[Stored data entries]
— begin —
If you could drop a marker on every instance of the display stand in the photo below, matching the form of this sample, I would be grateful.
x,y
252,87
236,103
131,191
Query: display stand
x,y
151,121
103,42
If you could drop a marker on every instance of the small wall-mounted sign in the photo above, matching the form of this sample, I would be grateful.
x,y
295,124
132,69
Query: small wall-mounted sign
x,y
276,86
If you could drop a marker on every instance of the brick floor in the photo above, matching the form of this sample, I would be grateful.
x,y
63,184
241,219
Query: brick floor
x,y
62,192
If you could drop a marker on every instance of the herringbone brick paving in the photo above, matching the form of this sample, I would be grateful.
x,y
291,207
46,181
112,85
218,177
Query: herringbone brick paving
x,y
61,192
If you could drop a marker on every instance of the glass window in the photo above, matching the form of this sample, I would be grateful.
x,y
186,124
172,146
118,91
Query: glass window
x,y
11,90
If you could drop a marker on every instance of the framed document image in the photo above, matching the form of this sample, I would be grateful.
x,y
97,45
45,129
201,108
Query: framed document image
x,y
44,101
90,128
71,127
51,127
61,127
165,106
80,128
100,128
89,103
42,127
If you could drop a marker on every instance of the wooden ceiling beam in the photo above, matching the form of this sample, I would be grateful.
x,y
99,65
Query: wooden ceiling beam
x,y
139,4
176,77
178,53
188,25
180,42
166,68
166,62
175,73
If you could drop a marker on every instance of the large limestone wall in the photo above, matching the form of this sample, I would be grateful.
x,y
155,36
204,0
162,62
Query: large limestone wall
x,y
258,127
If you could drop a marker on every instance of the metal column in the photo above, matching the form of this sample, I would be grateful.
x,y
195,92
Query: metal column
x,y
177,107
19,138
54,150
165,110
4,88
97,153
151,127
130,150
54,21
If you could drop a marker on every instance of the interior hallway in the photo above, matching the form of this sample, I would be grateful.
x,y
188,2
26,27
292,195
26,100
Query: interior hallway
— end —
# Task description
Reproduce all of the entries above word for word, line by line.

# Exercise response
If you could drop a marker on every instance of the display stand in the photo below, matching the form of this sample, I would be grateful.
x,y
252,87
236,103
131,191
Query: display stand
x,y
151,121
103,42
If you could drop a marker on every instance of the small wall-mounted sign in the photo above, matching the form of this sample, I would be grateful.
x,y
295,124
132,69
Query: small wall-mounted sign
x,y
276,86
If you could drop a marker on every instance of the brick floor in the photo above, matching the form of this sample, I would be grateful.
x,y
63,184
241,219
Query: brick floor
x,y
62,192
If you could drop a marker on every instance of the herringbone brick paving in the photo above, matching the form of this sample, I would be grateful.
x,y
291,207
46,181
112,85
218,177
Query: herringbone brick paving
x,y
61,192
If you could drop a marker on every instance of the glass window in the photo above, matching the form of this sample, I would be grateful.
x,y
186,124
172,146
118,91
Query: glass window
x,y
11,90
If you could drop a marker on every instance of the framed document image in the photo above, matching the form of this sample, I would be grateful.
x,y
97,45
45,129
201,108
Query: framed document image
x,y
44,101
90,128
71,127
51,127
61,127
165,106
80,128
100,128
89,103
42,127
If you could drop a marker on every instance of the wooden ceiling beam in the photo above, matching the form of this sample, I would be grateful.
x,y
99,65
Query: wooden ceiling beam
x,y
139,4
176,77
178,53
188,25
180,42
166,68
166,62
175,73
If you could drop a marker on every instance of the large limestone wall in the photo above, matching the form of this sample, I would be grateful.
x,y
155,36
204,0
162,62
Query: large limestone wall
x,y
258,127
If you could drop a marker on every instance of the metal column in the photo above, matching the form of this sample, I would be grateful.
x,y
195,92
Query: metal column
x,y
177,107
19,138
54,150
165,110
4,88
97,153
151,127
130,150
54,21
If you could drop a marker on every instance of the interior hallway in the photo above, matching the form of this sample, I would be grateful.
x,y
188,2
26,27
292,195
26,100
Query: interior hallway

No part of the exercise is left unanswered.